→ **Exercise directions**
Switch "pink" to "red" in the rows below and write them out again, leaving every other word unchanged. Omit the pictures.

(begin)

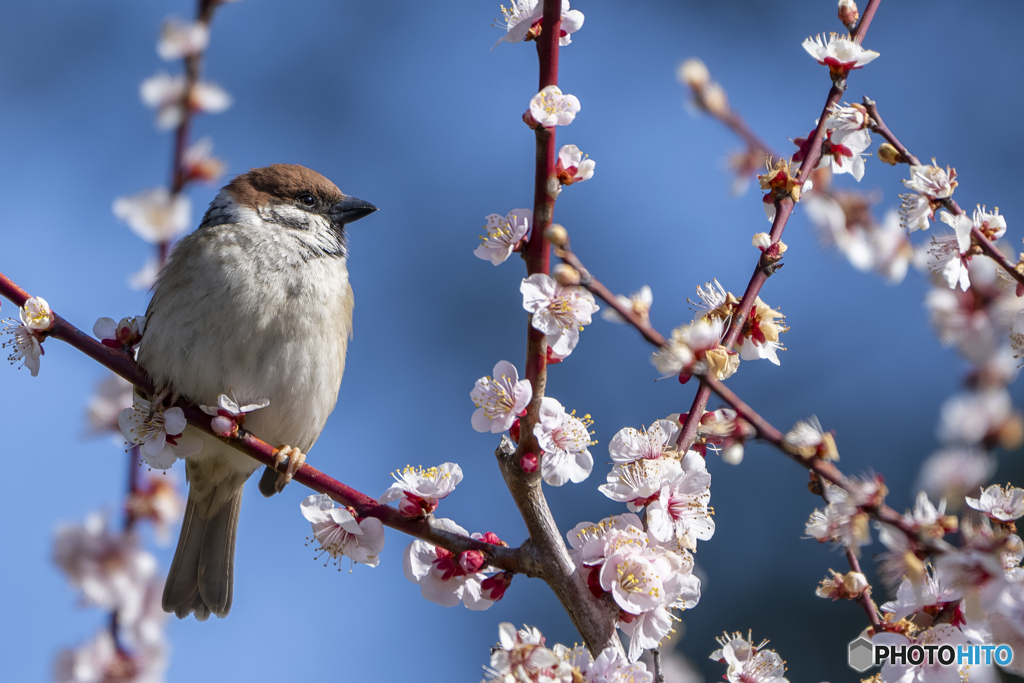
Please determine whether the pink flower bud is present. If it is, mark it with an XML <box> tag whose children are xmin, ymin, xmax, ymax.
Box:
<box><xmin>459</xmin><ymin>550</ymin><xmax>485</xmax><ymax>573</ymax></box>
<box><xmin>519</xmin><ymin>453</ymin><xmax>539</xmax><ymax>474</ymax></box>
<box><xmin>480</xmin><ymin>571</ymin><xmax>515</xmax><ymax>602</ymax></box>
<box><xmin>398</xmin><ymin>493</ymin><xmax>437</xmax><ymax>519</ymax></box>
<box><xmin>480</xmin><ymin>531</ymin><xmax>509</xmax><ymax>548</ymax></box>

(end)

→ **Exercise solution**
Please determine whether the red flower bud is present. If it is, mark it with an XML <box> tag whose children are xmin, ymin, xmax, ymax.
Box:
<box><xmin>459</xmin><ymin>550</ymin><xmax>485</xmax><ymax>573</ymax></box>
<box><xmin>519</xmin><ymin>453</ymin><xmax>539</xmax><ymax>474</ymax></box>
<box><xmin>480</xmin><ymin>571</ymin><xmax>515</xmax><ymax>602</ymax></box>
<box><xmin>398</xmin><ymin>493</ymin><xmax>437</xmax><ymax>519</ymax></box>
<box><xmin>480</xmin><ymin>531</ymin><xmax>509</xmax><ymax>548</ymax></box>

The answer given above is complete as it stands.